(Source document):
That the recent dance of democracy in India witnessed unparalleled, abusive recrimination, with political discourse having sunk to unimaginable depths hardly added to Indias image as a civilised democracy. Undisputedly, the BJP romped home exclusively on the platform of national security, a factor which must not be forgotten as the serious task of nation building now beckons the Narendra Modi government 2.0.

India, located in one of the most geo-politically stressed regions of the world, faces multiple challenges to its security and, consequently, its economic growth. That India’s preparedness to confront the formidable security challenges looming on its geo-political radar, including from the internal dimension and emerging non-traditional threats, is currently wanting, will be a gross understatement.

Crucial aspects of security preparedness for the nation must emerge from an all-encompassing national security doctrine. For its holistic formalisation, the government must take into confidence all stakeholders/institutions within the nation concerned with security.

That even service chiefs have generally been ignored by earlier governments in consultations on matters of national security or nuclear policies should not be emulated by this Modi government. The government must take an immediate call on the widely debated and long overdue introduction of the Chief of Defence Staff appointment. Additionally, the Ministry Of Defence (MOD) and the Services HQ need total integration as part of long outstanding defence reforms.

Combat capabilities of the Armed Forces take painfully long to achieve. It is no secret that India, confronted with an unenviable challenge of facing a two-and-a-half front war (China, Pakistan and internal security) either individually or collusively – has been, for some years, ill-prepared. The new government must seriously factor in all endemic shortcomings which plague India’s security preparedness – be it shortage in budgetary allocations, bureaucratic sluggishness, corruption, as alleged, in some defence deals, or any procedural shortcomings.

All inherent problems confronting modernisation of the Armed Forces will have to be systematically ironed out with alacrity. The allocations in the last budget were woefully around 1.59 per cent of the GDP. This must be raised to 3 per cent as recommended by successive parliamentary standing committees on defence. It is worth factoring that China spends nearly 7.5 per cent of its huge GDP on defence, impoverished Pakistan over 5 per cent, while the US spends 4.5 per cent of its GDP.

Whether it be jet fighters (LCA/MMRCA/AMC/additional Rafales) or the depleting submarine fleet in our aging Air Force/Navy arsenals, the government must tide over all financial and bureaucratic hurdles to deliver to the services the wherewithal desperately required for the nation’s security. Lessons from the recent Balakot air operations need to be analysed. The IAF must pursue its re-equipping plans with conviction regarding the optimal mix between the fighter bombers/multi-role/interceptor aircraft it requires. Somewhere, it appears unclear.

(Dataset):

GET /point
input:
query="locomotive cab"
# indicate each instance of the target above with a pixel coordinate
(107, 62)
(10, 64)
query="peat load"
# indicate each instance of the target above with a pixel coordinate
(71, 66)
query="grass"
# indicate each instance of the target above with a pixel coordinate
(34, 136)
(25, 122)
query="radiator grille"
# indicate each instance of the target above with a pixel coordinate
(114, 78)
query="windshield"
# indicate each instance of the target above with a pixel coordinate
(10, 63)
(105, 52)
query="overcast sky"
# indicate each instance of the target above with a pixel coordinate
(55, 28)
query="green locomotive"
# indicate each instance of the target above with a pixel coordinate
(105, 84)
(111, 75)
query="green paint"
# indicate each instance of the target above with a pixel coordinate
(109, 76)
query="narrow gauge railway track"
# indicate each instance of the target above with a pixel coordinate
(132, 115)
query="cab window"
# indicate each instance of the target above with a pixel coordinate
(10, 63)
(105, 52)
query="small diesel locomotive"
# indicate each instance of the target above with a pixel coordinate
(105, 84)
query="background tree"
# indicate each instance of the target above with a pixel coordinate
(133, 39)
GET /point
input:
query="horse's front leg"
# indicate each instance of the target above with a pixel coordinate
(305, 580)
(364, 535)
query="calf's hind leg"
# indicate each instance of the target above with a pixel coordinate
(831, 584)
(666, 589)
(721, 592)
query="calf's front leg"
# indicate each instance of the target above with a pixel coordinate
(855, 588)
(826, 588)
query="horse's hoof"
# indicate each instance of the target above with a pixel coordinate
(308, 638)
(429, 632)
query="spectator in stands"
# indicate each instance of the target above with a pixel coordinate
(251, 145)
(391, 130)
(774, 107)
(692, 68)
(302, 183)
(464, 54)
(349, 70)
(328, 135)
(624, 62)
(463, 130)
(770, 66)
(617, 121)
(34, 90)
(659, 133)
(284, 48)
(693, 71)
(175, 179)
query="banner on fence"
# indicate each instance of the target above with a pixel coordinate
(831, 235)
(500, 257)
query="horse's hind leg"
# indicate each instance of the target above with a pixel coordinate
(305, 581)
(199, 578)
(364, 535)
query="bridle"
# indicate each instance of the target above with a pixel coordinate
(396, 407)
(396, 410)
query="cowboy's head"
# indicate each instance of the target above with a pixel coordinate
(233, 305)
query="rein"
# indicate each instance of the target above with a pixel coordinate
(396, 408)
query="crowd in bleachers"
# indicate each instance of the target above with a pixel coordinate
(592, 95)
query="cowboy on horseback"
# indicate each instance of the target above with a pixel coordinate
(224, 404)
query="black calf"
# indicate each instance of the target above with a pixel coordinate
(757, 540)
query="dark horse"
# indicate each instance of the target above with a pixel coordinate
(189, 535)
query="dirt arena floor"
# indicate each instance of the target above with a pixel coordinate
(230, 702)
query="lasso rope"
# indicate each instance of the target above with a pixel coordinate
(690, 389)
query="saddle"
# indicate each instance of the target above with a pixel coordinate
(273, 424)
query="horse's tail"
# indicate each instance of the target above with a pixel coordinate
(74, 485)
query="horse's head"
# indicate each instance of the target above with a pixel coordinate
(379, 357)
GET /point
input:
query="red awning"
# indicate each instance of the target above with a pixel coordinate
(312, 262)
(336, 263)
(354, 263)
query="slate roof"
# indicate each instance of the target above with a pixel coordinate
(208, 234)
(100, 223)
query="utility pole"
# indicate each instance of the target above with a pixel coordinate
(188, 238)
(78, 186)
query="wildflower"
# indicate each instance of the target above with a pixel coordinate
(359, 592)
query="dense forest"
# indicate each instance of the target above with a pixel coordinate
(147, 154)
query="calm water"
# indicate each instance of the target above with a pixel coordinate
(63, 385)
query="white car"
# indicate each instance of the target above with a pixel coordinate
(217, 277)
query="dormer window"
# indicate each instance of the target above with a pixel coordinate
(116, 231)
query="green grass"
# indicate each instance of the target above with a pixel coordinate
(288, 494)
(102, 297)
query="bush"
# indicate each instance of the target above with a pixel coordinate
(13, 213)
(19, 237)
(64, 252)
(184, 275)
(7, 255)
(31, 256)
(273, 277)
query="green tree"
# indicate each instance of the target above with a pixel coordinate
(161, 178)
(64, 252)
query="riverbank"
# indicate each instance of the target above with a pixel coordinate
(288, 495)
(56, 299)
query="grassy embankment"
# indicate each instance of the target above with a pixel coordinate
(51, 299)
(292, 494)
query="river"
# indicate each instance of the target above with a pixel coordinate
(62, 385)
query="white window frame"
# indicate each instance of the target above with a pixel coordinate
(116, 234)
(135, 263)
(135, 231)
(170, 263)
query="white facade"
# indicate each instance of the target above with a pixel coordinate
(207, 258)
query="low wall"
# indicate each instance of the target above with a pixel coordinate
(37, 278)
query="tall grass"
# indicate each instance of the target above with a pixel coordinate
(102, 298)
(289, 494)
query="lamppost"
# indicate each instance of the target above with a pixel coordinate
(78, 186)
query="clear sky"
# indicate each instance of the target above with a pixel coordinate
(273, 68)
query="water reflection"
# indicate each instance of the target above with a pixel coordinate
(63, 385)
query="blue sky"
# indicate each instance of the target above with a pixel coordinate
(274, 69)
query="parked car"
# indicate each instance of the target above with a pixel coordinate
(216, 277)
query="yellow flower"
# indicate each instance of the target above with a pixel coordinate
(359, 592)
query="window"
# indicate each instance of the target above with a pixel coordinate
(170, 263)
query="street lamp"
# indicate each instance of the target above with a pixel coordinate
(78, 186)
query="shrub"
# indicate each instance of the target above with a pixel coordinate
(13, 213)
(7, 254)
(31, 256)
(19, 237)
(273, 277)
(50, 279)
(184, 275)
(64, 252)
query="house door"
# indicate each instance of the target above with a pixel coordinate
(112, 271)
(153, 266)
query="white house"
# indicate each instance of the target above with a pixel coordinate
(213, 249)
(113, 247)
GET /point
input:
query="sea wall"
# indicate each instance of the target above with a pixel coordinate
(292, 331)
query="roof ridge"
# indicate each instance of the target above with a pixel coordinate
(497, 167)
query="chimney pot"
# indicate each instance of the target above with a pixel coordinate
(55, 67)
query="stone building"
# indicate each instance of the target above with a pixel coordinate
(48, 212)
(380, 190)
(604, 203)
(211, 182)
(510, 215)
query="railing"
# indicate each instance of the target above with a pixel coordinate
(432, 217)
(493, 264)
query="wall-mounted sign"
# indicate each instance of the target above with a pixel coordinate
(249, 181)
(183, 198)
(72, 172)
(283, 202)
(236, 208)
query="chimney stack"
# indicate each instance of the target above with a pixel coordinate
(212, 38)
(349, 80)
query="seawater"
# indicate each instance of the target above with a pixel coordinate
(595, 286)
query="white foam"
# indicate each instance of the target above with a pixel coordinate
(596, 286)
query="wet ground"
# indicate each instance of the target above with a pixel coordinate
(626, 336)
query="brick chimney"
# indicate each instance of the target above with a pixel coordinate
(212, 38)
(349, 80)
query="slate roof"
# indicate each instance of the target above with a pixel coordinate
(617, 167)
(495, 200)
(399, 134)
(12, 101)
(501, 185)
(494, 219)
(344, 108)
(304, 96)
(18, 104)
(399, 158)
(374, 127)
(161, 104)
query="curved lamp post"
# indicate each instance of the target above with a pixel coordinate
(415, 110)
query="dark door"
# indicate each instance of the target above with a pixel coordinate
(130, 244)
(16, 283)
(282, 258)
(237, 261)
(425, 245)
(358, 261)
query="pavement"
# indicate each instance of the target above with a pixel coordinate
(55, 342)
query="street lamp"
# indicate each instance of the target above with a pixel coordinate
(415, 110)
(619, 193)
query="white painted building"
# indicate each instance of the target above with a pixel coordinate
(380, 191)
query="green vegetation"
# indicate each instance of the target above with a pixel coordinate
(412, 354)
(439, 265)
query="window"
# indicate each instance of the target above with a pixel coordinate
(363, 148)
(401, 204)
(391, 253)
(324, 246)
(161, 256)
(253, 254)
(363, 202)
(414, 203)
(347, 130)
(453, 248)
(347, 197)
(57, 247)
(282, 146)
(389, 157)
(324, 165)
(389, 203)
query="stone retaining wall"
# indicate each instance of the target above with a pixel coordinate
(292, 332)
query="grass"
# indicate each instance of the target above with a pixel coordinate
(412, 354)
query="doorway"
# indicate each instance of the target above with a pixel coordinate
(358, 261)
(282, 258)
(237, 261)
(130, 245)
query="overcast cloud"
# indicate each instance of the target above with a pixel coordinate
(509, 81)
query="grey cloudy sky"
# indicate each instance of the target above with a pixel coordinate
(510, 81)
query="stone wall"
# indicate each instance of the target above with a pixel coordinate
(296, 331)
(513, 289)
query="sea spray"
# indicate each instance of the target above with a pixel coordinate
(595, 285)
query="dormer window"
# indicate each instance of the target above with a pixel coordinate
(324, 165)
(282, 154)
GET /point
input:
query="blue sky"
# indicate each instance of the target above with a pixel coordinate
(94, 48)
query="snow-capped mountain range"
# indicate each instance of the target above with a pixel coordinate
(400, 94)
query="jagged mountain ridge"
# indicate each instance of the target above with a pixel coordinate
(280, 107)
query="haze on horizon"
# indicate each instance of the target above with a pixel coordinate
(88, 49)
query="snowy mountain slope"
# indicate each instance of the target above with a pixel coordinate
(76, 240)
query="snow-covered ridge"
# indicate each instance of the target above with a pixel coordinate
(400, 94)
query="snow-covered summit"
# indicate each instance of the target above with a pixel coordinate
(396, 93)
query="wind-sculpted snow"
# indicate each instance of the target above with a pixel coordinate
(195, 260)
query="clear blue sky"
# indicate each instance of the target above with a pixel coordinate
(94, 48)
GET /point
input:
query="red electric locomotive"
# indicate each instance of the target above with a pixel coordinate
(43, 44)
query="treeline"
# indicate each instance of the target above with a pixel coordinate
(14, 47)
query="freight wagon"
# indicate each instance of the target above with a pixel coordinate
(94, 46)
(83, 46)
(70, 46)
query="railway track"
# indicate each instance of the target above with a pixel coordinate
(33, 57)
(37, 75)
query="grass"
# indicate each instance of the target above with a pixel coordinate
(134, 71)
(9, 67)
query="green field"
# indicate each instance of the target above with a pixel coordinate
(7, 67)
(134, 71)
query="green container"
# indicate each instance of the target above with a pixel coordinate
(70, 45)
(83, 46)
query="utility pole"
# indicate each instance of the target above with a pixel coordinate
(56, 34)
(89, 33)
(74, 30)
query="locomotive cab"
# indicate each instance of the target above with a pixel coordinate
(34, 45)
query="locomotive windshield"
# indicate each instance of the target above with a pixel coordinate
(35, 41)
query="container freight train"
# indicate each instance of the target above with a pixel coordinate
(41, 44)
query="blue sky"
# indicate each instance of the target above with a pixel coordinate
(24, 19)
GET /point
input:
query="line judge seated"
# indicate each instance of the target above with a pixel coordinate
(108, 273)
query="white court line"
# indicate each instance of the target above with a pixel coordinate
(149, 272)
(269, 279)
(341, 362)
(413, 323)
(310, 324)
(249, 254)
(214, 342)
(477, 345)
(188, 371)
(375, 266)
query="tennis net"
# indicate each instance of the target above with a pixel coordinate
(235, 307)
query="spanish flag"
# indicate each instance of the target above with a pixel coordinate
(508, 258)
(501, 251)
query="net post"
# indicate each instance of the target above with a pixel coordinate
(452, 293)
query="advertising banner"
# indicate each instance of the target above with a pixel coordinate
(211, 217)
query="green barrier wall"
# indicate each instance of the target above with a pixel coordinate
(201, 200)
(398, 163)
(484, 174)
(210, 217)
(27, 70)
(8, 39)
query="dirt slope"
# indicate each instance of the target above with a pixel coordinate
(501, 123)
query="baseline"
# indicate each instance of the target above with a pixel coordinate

(What you need to do):
**a.** List the endemic shortcomings that the article on India's national security says plague the country's security preparedness.
**b.** According to the article on India's national security, to what share of GDP should defence allocations be raised, and who recommended that figure?
**c.** Resume the article on India's national security, starting right after its last sentence.

(Responses):
**a.**
- Shortage in budgetary allocations
- Bureaucratic sluggishness
- Corruption, as alleged, in some defence deals
- Procedural shortcomings

**b.** Defence allocations should be raised to 3 per cent of GDP, as recommended by successive parliamentary standing committees on defence.

**c.**
Regrettably, India is the largest importer of armaments in the world. The new government must take measures to cut down arms imports by determinedly encouraging establishment of an indigenous industry to produce state-of-the-art weaponry and equipment.

Genuine public-private partnership in India, giving adequate impetus to the “Make in India” programme, must be ensured. In today’s globalised economies there is merit in inviting major arms corporates to set up industry in India in collaboration with our Defence PSUs and private industry.

The continuation or otherwise of the Armed Forces Special Powers Act in disturbed areas within the country will have to be re-visited, keeping the current situation in mind. Both in Jammu & Kashmir and Naxal afflicted regions, there has been a spurt in terrorist activities; thus, coordinated and determined counter insurgency and counter terrorist policies are sine-qua-non. Political parties must not hamper the implementation of the nation’s fight against terror and extremism in any part of the country.

Importantly, India’s nuclear preparedness, in the light of its No-First-Use policy, the alarmingly growing Pak nuclear arsenal and likely Pak-China collusion against India will have to be thoroughly analysed and prophylactic measures adopted. The nation has to diligently endeavour for a credible TRIAD nuclear capability.

Additionally, completion of critically required infrastructure in our regions bordering China requires a fillip. The raising of the Mountain Strike Corps needs completion. While we endeavour to maintain ‘peace and tranquility’ on the Indo China border, let’s always remember that China only respects strength.

As the Indian Navy builds up to counter China’s maritime assertiveness in the Indo-Pacific region, it would largely help if the Andaman and Nicobar islands are developed into a major military base. The QUAD concept too must be strengthened.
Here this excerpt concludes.